--- What is being asked ---
Only the lines from the one containing "Target = bare shoulder" through the end of the data below should be copied, each exactly as written and with both ends kept.

——

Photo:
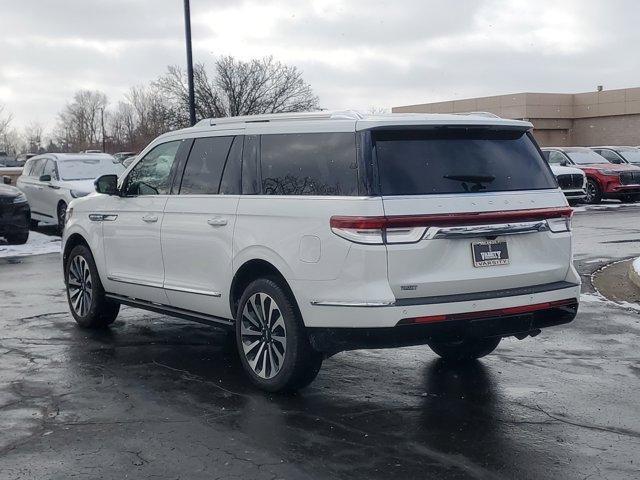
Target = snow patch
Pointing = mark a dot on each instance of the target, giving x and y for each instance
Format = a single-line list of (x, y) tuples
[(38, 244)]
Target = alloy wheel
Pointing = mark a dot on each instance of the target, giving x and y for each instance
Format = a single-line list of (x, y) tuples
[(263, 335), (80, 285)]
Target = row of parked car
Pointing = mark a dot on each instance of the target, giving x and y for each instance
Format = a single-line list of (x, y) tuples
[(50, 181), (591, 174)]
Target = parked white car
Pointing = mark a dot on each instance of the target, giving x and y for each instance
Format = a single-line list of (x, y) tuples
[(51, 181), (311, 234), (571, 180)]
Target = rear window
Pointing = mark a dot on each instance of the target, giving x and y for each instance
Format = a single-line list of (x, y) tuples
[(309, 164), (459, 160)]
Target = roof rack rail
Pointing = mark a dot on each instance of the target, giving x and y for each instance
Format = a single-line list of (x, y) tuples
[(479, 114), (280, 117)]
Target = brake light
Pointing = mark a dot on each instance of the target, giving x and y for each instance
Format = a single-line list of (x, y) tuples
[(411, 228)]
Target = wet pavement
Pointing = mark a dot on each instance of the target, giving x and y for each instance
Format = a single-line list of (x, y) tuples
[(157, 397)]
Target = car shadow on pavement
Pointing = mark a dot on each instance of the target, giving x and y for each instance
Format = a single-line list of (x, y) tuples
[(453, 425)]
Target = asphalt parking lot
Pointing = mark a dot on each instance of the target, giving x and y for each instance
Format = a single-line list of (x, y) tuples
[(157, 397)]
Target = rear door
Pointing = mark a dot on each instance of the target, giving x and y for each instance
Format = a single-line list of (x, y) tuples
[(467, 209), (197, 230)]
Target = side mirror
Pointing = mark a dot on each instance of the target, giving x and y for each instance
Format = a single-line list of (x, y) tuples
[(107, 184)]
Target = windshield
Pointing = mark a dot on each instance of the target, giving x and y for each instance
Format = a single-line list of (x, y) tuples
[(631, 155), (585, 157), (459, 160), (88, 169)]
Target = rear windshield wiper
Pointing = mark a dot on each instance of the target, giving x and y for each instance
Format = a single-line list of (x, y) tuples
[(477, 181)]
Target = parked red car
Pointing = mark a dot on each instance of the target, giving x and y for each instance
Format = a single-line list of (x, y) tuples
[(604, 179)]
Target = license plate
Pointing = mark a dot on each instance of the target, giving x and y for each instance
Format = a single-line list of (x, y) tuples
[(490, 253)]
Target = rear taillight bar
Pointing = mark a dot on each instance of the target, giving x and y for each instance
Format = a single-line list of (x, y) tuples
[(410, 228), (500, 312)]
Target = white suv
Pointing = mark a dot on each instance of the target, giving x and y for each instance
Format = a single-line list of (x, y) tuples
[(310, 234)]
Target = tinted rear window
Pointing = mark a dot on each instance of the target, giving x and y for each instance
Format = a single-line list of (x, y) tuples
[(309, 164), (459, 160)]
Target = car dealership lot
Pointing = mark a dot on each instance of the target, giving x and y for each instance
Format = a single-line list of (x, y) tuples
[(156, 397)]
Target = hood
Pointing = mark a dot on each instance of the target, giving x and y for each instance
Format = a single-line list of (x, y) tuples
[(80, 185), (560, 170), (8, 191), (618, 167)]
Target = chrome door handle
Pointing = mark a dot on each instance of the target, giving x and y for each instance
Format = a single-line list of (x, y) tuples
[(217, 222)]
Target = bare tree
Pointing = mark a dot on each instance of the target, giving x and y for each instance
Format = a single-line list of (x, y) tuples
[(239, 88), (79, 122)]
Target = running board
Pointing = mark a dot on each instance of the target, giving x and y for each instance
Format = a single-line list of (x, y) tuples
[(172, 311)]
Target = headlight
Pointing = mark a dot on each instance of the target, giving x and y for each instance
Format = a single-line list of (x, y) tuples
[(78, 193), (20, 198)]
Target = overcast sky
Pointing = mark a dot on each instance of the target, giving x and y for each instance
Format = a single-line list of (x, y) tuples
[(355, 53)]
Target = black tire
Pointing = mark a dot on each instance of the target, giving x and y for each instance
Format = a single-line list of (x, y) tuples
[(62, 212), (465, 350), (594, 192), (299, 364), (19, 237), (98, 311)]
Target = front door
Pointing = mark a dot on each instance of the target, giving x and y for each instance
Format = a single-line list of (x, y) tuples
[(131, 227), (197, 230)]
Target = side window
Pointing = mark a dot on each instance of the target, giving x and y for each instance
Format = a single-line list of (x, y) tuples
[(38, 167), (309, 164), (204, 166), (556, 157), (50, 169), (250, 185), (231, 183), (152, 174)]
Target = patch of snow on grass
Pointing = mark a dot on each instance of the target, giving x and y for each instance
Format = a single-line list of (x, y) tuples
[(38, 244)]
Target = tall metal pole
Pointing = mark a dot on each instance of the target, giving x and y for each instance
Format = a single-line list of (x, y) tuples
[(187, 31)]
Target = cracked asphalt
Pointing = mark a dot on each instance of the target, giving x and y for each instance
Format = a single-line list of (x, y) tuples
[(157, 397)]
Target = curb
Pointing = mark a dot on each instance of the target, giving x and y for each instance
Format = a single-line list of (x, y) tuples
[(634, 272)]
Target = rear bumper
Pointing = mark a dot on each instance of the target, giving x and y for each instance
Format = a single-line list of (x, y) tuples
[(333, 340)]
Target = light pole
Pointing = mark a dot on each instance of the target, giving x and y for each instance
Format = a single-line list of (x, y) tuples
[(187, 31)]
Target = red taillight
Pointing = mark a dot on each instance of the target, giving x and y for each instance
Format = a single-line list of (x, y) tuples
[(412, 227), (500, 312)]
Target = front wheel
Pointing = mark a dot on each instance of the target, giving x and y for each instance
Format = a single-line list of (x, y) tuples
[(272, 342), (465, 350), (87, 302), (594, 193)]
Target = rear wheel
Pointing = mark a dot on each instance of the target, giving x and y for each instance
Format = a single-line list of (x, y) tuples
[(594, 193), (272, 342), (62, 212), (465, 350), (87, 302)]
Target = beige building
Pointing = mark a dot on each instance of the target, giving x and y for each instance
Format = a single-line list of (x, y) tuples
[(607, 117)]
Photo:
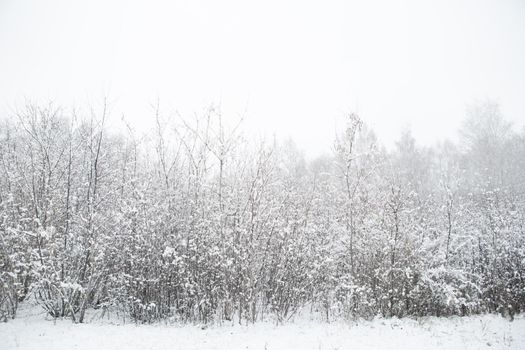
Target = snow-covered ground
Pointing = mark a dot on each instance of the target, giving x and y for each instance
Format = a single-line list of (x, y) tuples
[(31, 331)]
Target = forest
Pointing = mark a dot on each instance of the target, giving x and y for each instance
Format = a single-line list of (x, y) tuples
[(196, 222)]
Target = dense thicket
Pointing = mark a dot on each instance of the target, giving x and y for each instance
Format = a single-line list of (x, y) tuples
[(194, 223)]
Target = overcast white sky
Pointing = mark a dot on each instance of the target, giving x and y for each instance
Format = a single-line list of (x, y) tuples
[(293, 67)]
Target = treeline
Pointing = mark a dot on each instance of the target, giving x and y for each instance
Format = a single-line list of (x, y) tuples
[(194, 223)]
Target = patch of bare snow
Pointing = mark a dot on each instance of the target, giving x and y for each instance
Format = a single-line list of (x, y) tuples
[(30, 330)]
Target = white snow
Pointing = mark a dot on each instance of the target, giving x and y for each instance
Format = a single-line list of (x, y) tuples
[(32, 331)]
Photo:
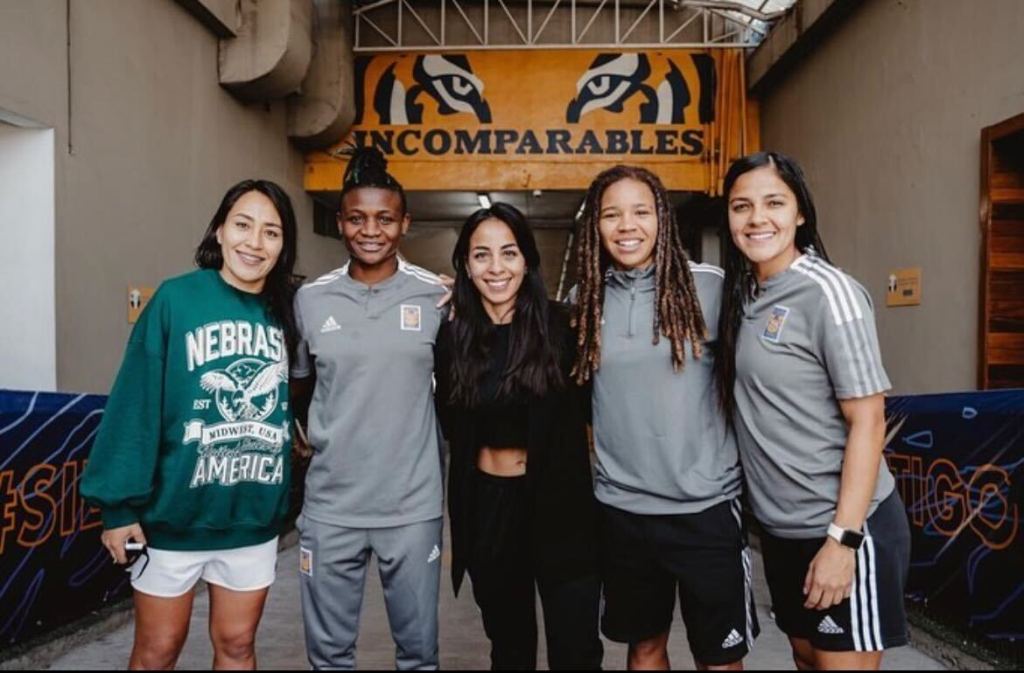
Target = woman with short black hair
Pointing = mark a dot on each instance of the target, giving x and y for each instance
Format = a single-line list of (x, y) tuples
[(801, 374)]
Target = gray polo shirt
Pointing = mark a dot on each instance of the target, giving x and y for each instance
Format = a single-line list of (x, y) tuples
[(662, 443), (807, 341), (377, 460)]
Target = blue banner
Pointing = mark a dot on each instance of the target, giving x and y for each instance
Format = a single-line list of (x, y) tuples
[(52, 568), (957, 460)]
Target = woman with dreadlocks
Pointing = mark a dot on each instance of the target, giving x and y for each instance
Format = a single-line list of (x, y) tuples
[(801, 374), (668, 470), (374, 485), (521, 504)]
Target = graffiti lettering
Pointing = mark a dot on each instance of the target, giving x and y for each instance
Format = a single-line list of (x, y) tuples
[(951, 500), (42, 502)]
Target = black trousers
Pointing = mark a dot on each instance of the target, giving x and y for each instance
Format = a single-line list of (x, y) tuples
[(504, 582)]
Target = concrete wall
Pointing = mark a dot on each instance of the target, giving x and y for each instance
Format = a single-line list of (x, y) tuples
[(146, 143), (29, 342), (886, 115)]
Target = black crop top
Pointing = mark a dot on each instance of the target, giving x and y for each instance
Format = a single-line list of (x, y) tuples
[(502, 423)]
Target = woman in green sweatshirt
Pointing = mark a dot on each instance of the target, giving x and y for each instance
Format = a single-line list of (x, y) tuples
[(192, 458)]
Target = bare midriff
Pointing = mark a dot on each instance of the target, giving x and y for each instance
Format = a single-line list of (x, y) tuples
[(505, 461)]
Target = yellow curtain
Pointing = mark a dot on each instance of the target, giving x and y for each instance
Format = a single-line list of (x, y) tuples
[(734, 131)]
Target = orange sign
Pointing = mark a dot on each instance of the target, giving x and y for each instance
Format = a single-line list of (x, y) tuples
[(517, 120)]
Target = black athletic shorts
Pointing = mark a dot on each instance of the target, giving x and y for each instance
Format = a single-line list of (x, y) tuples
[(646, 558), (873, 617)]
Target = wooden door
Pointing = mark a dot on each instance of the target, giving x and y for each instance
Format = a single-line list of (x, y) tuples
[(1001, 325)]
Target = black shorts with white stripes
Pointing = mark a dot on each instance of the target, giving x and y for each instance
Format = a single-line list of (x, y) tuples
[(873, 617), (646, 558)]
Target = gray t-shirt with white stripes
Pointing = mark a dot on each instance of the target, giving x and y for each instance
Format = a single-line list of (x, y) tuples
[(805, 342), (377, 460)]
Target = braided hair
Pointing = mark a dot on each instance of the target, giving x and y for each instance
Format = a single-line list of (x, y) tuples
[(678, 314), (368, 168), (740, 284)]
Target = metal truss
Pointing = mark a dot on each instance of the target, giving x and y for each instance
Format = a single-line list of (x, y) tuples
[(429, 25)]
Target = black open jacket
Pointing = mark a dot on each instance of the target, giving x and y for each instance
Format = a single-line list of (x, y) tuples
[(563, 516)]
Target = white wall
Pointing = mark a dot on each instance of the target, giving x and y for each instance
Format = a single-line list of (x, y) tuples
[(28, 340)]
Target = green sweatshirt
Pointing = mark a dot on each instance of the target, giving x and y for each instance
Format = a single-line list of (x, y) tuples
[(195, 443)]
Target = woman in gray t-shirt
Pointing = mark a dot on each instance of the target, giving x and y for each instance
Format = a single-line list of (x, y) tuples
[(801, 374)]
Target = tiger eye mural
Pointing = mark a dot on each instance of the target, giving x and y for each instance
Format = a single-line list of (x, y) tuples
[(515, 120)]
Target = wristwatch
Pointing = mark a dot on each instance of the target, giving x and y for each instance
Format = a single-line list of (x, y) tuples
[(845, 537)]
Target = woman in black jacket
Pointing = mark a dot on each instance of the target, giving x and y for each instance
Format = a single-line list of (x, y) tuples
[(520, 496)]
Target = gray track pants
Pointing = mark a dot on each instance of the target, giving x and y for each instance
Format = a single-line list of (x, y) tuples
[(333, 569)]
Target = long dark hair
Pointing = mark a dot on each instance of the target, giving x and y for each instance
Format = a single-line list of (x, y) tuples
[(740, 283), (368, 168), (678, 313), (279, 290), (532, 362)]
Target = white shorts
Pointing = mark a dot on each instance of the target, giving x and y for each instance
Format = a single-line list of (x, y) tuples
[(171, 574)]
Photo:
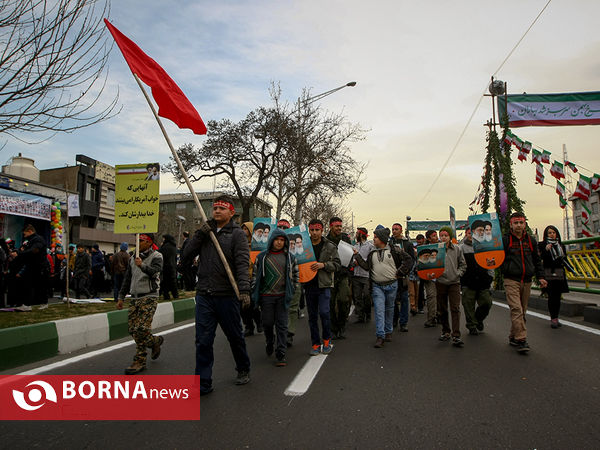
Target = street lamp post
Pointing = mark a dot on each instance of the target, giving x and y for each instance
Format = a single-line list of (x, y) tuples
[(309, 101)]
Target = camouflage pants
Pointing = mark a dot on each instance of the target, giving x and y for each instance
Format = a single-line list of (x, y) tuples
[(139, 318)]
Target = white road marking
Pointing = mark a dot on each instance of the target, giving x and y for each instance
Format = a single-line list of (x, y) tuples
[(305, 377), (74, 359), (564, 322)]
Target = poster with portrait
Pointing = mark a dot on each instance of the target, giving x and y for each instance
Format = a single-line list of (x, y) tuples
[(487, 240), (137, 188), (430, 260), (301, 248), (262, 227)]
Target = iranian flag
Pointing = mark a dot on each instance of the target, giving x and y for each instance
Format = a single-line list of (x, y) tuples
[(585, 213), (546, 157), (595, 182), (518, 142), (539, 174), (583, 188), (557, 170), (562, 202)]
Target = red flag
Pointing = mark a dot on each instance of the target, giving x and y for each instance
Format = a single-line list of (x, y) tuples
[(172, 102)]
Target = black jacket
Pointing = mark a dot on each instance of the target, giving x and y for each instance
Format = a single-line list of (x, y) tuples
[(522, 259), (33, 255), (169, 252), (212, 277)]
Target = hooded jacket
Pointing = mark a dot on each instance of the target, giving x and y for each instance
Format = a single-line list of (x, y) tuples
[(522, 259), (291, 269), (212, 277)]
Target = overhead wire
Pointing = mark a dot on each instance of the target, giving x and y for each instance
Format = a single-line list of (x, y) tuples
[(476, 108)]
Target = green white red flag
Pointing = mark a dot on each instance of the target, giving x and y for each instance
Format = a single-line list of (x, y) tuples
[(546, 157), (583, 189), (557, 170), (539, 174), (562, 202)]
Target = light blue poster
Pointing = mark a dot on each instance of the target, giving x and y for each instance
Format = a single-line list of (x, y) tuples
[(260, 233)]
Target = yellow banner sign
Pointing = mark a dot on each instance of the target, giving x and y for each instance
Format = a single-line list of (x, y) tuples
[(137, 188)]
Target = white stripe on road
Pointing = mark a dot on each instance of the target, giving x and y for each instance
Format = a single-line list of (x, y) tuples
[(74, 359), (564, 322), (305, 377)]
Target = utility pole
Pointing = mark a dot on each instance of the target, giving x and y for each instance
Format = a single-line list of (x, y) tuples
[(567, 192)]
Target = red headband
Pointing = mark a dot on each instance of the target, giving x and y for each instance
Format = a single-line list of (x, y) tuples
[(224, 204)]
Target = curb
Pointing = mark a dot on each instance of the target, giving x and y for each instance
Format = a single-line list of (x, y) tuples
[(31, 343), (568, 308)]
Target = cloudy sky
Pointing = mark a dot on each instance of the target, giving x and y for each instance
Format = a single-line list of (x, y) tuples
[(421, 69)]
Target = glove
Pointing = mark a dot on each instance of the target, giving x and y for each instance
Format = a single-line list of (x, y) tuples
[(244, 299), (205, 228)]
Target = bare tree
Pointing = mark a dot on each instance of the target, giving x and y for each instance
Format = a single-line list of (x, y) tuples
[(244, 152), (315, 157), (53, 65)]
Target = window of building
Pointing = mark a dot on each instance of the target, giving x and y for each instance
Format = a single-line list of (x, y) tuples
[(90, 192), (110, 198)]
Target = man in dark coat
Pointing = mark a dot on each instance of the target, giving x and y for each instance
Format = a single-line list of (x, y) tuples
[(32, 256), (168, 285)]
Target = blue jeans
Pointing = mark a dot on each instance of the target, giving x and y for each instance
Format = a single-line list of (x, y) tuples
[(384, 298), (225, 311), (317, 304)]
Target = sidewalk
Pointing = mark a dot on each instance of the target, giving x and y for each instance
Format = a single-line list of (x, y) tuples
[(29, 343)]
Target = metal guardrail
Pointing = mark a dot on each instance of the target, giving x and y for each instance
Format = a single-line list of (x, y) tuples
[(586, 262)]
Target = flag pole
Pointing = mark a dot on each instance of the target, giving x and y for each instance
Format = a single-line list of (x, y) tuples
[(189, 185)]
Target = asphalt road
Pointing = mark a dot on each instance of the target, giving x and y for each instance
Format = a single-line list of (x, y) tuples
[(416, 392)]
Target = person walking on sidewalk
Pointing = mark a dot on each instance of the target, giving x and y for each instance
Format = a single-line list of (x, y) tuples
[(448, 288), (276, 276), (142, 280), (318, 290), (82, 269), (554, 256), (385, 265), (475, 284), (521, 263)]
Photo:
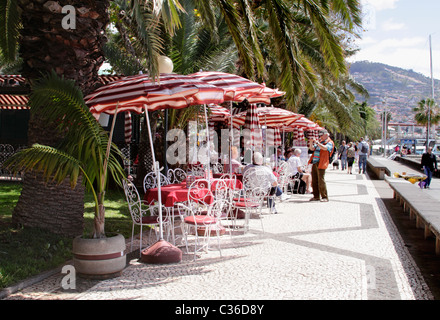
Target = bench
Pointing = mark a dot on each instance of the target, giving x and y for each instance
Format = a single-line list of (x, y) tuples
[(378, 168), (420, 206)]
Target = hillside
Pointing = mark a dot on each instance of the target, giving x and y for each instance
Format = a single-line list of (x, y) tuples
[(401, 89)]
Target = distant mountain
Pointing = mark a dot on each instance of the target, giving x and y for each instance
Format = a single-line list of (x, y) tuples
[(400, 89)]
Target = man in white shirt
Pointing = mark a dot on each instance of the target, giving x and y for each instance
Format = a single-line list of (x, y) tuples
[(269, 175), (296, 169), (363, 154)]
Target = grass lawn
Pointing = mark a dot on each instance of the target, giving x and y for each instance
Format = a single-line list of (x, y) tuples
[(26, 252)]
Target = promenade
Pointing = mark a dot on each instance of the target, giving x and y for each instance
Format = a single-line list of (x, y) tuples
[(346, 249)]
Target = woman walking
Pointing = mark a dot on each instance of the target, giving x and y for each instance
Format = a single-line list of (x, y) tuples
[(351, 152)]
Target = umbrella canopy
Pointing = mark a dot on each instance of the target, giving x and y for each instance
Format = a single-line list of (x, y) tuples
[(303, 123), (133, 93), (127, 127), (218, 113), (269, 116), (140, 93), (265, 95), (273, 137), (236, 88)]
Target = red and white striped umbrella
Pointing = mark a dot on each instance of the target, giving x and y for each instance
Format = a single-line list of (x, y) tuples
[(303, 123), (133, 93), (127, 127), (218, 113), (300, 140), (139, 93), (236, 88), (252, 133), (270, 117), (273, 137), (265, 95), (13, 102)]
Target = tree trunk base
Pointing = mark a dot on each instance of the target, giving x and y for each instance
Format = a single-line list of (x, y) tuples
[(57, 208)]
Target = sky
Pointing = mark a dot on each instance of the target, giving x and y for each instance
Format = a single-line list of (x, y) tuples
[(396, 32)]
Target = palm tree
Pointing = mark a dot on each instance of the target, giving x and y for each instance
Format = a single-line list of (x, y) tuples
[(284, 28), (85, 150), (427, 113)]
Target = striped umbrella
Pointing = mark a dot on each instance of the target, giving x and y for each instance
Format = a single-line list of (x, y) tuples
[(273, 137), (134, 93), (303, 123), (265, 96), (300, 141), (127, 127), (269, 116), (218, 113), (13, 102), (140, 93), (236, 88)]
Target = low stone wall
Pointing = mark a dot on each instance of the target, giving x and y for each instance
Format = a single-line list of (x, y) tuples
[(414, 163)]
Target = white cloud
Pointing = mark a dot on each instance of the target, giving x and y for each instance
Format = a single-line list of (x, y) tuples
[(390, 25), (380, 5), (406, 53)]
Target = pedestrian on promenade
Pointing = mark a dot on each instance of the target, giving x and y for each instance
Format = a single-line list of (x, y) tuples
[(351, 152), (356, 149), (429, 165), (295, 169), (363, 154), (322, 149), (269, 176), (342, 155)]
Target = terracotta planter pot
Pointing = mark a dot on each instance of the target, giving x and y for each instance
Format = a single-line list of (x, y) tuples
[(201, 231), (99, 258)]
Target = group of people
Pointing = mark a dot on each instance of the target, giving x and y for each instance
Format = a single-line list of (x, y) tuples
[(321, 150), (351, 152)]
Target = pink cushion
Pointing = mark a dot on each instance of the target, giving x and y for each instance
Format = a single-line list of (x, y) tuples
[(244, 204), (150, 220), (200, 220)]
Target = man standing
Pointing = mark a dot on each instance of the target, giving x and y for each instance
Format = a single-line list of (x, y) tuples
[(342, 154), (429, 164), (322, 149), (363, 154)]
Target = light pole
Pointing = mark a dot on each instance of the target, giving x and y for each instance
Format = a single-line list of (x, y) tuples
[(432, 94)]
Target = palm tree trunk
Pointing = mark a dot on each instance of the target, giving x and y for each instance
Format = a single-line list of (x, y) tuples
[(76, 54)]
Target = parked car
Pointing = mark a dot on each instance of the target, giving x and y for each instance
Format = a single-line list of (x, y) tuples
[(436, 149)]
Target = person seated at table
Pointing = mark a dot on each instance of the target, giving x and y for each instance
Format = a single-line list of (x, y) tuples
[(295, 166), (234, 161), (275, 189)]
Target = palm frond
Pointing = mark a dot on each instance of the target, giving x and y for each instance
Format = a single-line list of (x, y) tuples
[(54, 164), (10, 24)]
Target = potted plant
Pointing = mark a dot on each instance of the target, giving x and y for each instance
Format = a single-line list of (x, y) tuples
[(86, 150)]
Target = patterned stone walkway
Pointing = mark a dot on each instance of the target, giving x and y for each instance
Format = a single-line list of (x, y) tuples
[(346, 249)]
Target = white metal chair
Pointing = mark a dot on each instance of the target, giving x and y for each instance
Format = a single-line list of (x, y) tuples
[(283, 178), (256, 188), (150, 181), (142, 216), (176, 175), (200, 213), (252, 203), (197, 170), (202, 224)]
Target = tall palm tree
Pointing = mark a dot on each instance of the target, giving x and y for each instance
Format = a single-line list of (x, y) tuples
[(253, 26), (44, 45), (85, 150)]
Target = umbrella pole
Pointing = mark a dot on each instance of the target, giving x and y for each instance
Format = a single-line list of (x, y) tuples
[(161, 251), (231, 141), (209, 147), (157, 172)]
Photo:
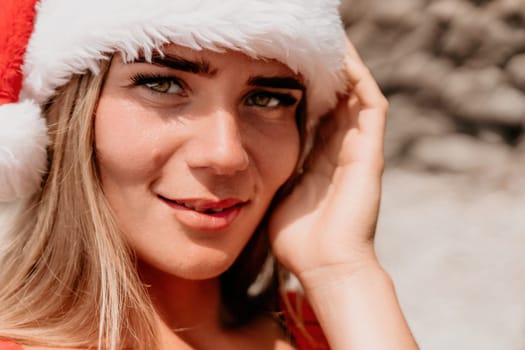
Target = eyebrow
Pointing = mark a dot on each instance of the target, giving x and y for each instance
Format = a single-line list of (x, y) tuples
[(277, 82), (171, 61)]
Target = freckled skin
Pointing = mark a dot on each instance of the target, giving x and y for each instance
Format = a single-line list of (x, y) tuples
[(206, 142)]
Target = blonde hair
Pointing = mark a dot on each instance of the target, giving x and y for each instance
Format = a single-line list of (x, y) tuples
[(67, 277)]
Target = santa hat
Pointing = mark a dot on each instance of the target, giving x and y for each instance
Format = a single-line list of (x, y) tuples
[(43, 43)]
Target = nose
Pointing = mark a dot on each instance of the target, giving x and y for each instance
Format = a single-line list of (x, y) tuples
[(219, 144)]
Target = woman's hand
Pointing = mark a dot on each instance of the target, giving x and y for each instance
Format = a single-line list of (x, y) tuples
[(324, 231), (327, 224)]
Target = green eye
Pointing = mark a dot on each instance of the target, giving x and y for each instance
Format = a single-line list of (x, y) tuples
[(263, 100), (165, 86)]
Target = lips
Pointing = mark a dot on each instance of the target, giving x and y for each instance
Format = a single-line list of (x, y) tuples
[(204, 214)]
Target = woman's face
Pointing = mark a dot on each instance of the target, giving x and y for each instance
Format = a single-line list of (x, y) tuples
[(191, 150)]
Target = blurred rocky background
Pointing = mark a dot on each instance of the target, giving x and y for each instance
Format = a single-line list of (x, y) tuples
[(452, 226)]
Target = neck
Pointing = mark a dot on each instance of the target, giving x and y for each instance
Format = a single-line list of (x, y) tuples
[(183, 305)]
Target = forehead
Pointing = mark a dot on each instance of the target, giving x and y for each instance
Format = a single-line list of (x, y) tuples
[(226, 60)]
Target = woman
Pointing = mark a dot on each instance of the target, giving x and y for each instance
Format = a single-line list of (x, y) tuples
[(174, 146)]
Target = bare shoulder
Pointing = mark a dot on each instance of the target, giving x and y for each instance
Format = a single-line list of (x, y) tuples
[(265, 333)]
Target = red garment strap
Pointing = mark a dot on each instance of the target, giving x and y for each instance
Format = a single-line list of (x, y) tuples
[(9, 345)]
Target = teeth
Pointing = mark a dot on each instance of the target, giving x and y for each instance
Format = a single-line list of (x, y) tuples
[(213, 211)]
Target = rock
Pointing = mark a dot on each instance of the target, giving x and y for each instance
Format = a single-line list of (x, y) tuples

——

--- Finished exercise ---
Target = bare shoulder
Pointing = mark a dot on each instance of the target, giving x and y for each instance
Format = a single-line list of (x, y) tuples
[(265, 333)]
Target = red garment strap
Pointing = mark a dot on each instance of the target, giving x and y for each instance
Format = a single-line list of (x, y) tuples
[(9, 345)]
Target = teeth
Pointing = mark a dot on each instance of the target, giving x and y for each instance
Format = a single-line list of (x, y) tuples
[(213, 211)]
Target = rock
Pointing = mark a dot on each instance of the target, giving x and y for each instance
Format = a single-line list of (x, y) tuples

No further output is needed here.